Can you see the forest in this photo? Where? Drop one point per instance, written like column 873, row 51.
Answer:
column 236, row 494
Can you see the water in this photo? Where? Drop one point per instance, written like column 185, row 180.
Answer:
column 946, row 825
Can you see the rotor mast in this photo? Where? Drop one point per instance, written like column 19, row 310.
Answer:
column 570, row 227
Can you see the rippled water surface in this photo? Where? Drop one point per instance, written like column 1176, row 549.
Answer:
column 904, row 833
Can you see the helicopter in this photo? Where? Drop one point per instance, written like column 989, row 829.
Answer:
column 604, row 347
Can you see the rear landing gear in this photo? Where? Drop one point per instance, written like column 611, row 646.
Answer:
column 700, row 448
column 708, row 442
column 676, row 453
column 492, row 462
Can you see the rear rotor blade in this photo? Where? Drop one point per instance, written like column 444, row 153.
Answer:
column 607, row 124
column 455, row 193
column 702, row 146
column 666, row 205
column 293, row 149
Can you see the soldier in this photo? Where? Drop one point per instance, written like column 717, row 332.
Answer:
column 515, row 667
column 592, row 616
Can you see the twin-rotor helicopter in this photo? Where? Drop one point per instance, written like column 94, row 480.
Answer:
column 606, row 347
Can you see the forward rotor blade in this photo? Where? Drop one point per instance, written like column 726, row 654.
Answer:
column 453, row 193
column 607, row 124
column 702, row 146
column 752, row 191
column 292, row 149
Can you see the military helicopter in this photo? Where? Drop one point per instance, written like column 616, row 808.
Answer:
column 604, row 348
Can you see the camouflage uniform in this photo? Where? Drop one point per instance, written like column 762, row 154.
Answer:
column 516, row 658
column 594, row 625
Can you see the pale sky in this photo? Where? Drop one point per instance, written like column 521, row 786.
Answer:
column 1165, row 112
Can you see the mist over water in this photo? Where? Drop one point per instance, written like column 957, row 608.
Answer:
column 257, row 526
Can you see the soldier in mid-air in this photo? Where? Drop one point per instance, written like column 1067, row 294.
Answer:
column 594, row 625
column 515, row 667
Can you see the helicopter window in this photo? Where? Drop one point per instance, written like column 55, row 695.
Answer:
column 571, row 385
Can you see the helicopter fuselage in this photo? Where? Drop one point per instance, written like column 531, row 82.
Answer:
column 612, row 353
--*--
→ **Stated exercise**: Put the lines of the listing above, from its first line to the line with "column 606, row 347", into a JSON list of strings with one string per line, leaving out any blank lines.

→ **Task answer**:
[
  "Can you see the forest in this photo? Where? Drop one point per instance, written like column 873, row 51.",
  "Answer:",
  "column 236, row 494",
  "Can you see the water in this photo? Where? Drop one point per instance, written like column 185, row 180.",
  "Answer:",
  "column 946, row 825",
  "Can you see the rotor mast in this photo? Where? Drop one point per instance, written like column 19, row 310.",
  "Answer:",
  "column 570, row 227",
  "Can you see the rippled water surface in this photo? Where? Drop one point per instance, written like column 1176, row 549.",
  "Answer:",
  "column 904, row 833",
  "Can you see the helicopter in this photo? Where? Drop one point per instance, written like column 989, row 829.",
  "Answer:",
  "column 604, row 347",
  "Can you see the rear landing gear in this photo? Where? Drop one point per instance, written like column 611, row 646.",
  "Answer:",
  "column 700, row 448",
  "column 708, row 442",
  "column 676, row 453",
  "column 492, row 462",
  "Can you see the rear rotor blade in this photo? Where? Drop one point per instance, written like column 444, row 153.",
  "Answer:",
  "column 607, row 124",
  "column 455, row 193",
  "column 702, row 146",
  "column 666, row 205",
  "column 293, row 149",
  "Can you see the soldier in this photo? Where? Drop one point per instance, written like column 717, row 332.",
  "Answer:",
  "column 515, row 667",
  "column 592, row 616",
  "Can you see the twin-rotor helicopter in this photo? Where? Drop one point per instance, written like column 94, row 480.",
  "Answer:",
  "column 606, row 347"
]